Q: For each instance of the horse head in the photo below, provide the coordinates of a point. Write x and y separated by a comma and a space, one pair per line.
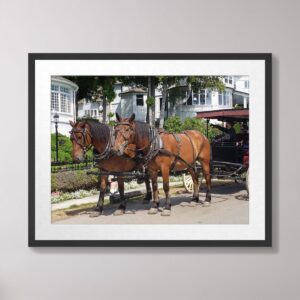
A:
81, 139
125, 136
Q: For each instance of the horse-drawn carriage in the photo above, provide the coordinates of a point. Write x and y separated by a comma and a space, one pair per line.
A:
229, 159
134, 149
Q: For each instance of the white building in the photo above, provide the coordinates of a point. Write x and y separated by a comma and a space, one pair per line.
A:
133, 100
63, 95
236, 93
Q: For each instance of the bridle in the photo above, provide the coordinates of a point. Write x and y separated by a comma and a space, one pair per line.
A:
84, 132
118, 130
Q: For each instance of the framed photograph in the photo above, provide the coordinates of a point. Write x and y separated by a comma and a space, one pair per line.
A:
150, 150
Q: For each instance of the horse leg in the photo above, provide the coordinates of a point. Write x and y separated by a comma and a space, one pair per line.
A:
206, 171
148, 196
155, 203
99, 207
122, 207
196, 185
165, 170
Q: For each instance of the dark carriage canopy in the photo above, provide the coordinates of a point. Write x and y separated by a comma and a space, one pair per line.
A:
236, 115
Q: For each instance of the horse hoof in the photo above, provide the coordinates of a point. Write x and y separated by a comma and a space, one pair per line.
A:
119, 212
206, 204
152, 211
95, 214
166, 212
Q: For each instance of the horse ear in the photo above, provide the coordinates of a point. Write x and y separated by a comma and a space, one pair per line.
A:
132, 118
118, 117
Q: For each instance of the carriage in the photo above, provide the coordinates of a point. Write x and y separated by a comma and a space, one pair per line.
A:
230, 160
131, 146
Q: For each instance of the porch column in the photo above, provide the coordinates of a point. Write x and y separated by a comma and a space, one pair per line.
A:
245, 102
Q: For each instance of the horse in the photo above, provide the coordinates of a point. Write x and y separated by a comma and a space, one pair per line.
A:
178, 151
90, 133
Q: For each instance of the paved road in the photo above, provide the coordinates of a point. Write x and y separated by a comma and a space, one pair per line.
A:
229, 206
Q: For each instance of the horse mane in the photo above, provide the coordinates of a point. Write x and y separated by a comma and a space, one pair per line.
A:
142, 131
99, 131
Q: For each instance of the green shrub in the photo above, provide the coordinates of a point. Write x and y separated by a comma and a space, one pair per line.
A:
72, 181
173, 124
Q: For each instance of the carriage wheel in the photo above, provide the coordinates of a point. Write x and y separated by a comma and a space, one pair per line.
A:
247, 181
188, 182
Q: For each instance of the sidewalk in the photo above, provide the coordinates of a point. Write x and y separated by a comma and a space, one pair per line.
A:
94, 199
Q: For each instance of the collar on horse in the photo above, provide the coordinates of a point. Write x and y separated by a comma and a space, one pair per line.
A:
85, 147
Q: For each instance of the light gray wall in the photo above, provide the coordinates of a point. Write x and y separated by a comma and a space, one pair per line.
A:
149, 26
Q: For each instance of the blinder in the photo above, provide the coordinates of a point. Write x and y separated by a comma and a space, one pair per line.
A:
84, 132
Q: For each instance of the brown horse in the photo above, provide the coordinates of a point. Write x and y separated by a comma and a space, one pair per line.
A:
179, 151
89, 133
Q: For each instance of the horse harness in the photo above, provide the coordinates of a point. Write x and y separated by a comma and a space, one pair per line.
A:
106, 153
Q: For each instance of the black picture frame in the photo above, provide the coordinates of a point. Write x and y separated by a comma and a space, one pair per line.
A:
266, 57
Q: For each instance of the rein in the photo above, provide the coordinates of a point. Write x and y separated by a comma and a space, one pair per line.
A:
85, 147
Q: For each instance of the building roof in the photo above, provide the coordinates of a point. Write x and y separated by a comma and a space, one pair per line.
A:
135, 90
65, 80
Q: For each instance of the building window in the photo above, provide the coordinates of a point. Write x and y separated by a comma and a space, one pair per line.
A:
54, 101
64, 89
228, 79
54, 87
200, 98
139, 100
195, 98
224, 98
63, 103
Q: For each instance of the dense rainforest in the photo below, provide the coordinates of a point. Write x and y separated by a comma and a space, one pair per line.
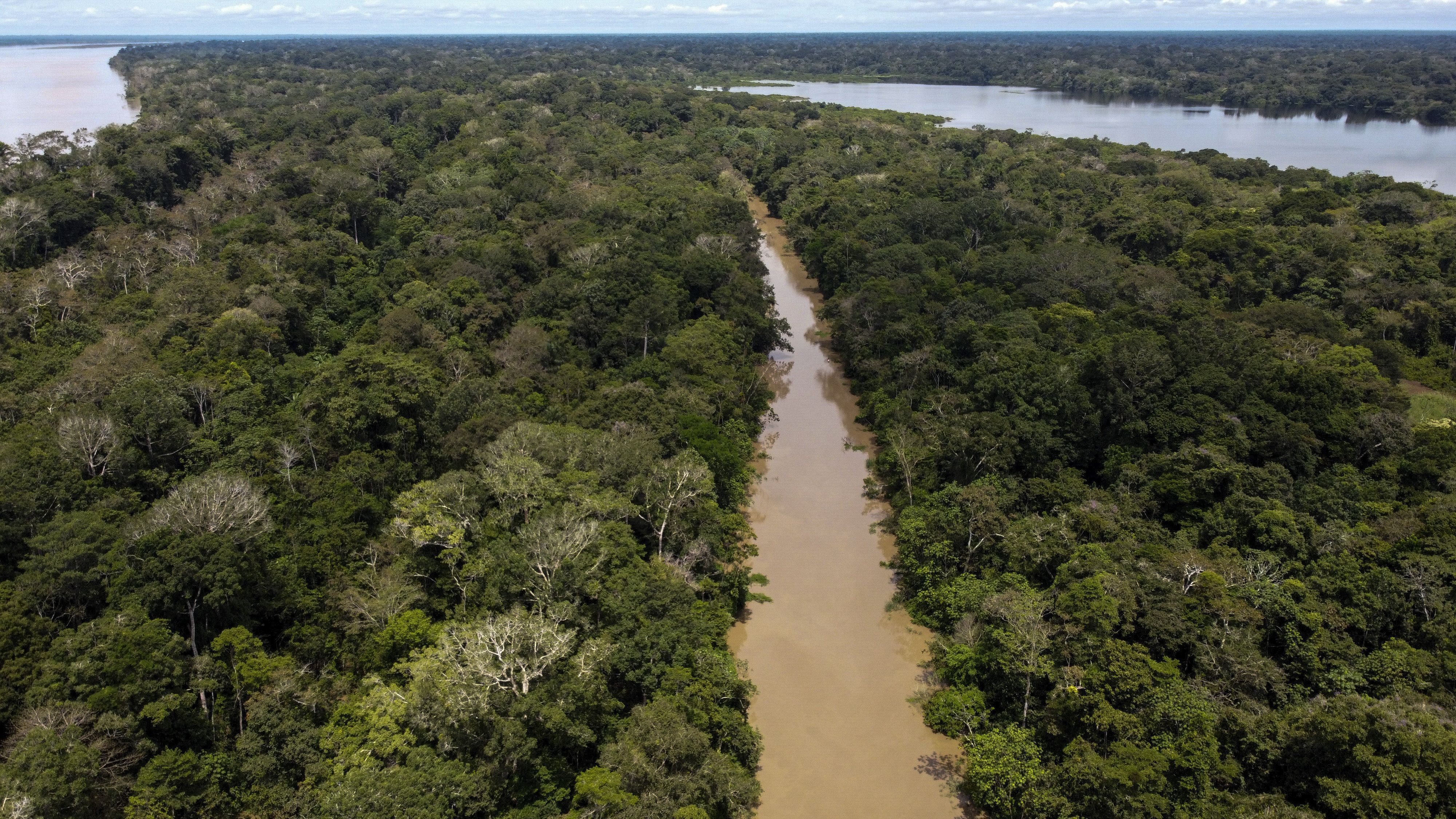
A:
376, 420
1368, 74
371, 448
1171, 457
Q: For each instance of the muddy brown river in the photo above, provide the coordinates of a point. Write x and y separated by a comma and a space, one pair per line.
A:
834, 668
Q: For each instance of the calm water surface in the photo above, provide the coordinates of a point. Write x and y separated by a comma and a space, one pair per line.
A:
60, 90
832, 666
1409, 152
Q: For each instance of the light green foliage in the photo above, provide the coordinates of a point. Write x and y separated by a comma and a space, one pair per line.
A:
382, 448
1002, 765
1158, 492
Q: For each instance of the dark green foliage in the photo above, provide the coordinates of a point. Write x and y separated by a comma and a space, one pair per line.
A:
1154, 479
318, 388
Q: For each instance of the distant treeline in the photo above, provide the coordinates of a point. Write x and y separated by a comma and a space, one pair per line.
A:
1407, 75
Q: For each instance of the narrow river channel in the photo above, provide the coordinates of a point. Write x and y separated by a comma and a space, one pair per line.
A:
834, 668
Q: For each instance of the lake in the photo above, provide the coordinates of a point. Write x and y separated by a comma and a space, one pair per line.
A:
1409, 152
60, 88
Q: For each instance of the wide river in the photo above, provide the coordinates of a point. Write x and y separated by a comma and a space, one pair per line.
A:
834, 668
60, 88
1409, 152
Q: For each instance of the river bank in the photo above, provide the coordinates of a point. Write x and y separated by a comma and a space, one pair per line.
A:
60, 88
834, 668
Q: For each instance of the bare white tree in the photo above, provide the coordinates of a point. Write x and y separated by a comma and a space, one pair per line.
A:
184, 250
673, 486
20, 221
104, 738
34, 302
90, 439
95, 180
72, 270
505, 652
215, 503
551, 543
376, 597
289, 457
717, 245
909, 452
1027, 634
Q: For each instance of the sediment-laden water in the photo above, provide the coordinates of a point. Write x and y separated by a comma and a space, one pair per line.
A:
60, 88
834, 668
1307, 139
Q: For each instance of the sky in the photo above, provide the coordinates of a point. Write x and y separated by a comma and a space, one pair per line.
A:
723, 17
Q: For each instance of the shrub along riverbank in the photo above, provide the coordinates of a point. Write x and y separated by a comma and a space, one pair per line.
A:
1154, 477
375, 450
376, 419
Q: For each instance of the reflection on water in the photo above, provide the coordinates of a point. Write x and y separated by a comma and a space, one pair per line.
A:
1339, 142
60, 90
832, 666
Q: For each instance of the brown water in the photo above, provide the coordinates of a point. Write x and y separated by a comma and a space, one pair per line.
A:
834, 668
52, 88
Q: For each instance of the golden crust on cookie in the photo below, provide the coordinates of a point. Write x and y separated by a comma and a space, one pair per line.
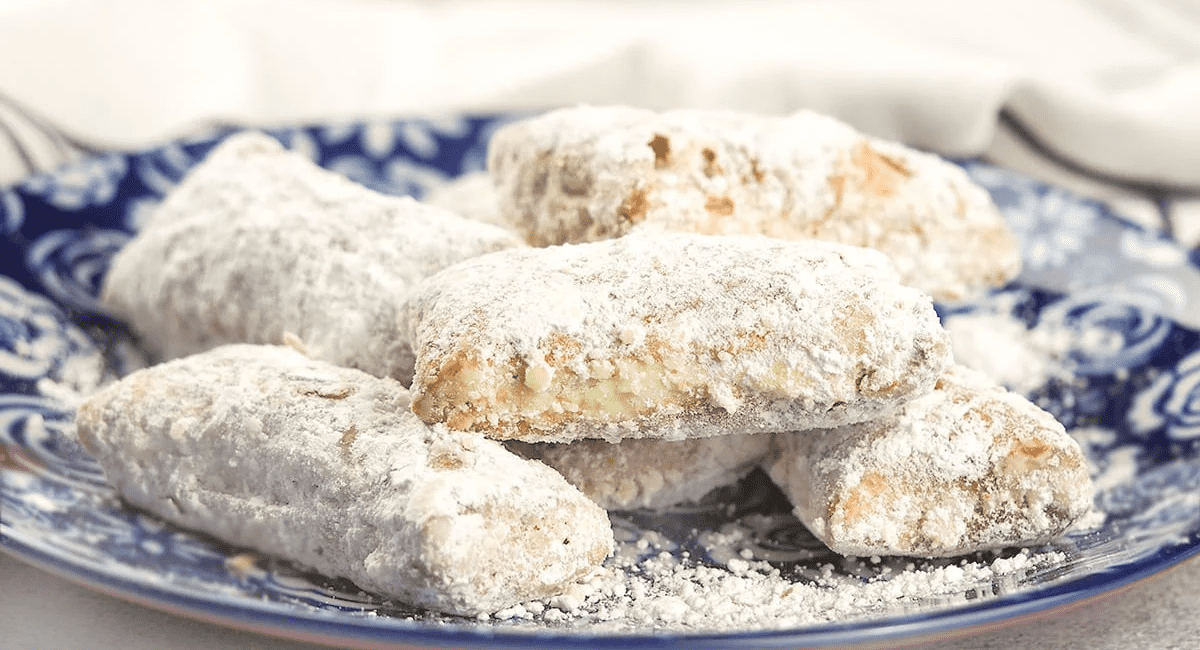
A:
670, 336
965, 468
648, 473
592, 173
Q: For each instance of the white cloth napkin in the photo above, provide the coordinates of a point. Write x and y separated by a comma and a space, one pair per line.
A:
1102, 96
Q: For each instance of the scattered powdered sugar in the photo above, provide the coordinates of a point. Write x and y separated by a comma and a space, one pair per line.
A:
993, 339
652, 585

◇ ◇ ◇ ◇

» **Your goal**
Copy every row from the one containing "Q: For each instance of the white cloth" through the last row above, requests included, adding 62 to each coordinate in the answers.

» **Result**
Q: For each instance of the white cloth napkin in the photo above, provide the coordinates of a point. Write x and y separated by a comma and a space, one pair per line.
A:
1164, 158
Q: For each instance of the scattered powdered sugar in the photo above, provide the coordinates of a point. Write x and y separated by a comma and a space, one pair per line.
A:
1055, 401
714, 647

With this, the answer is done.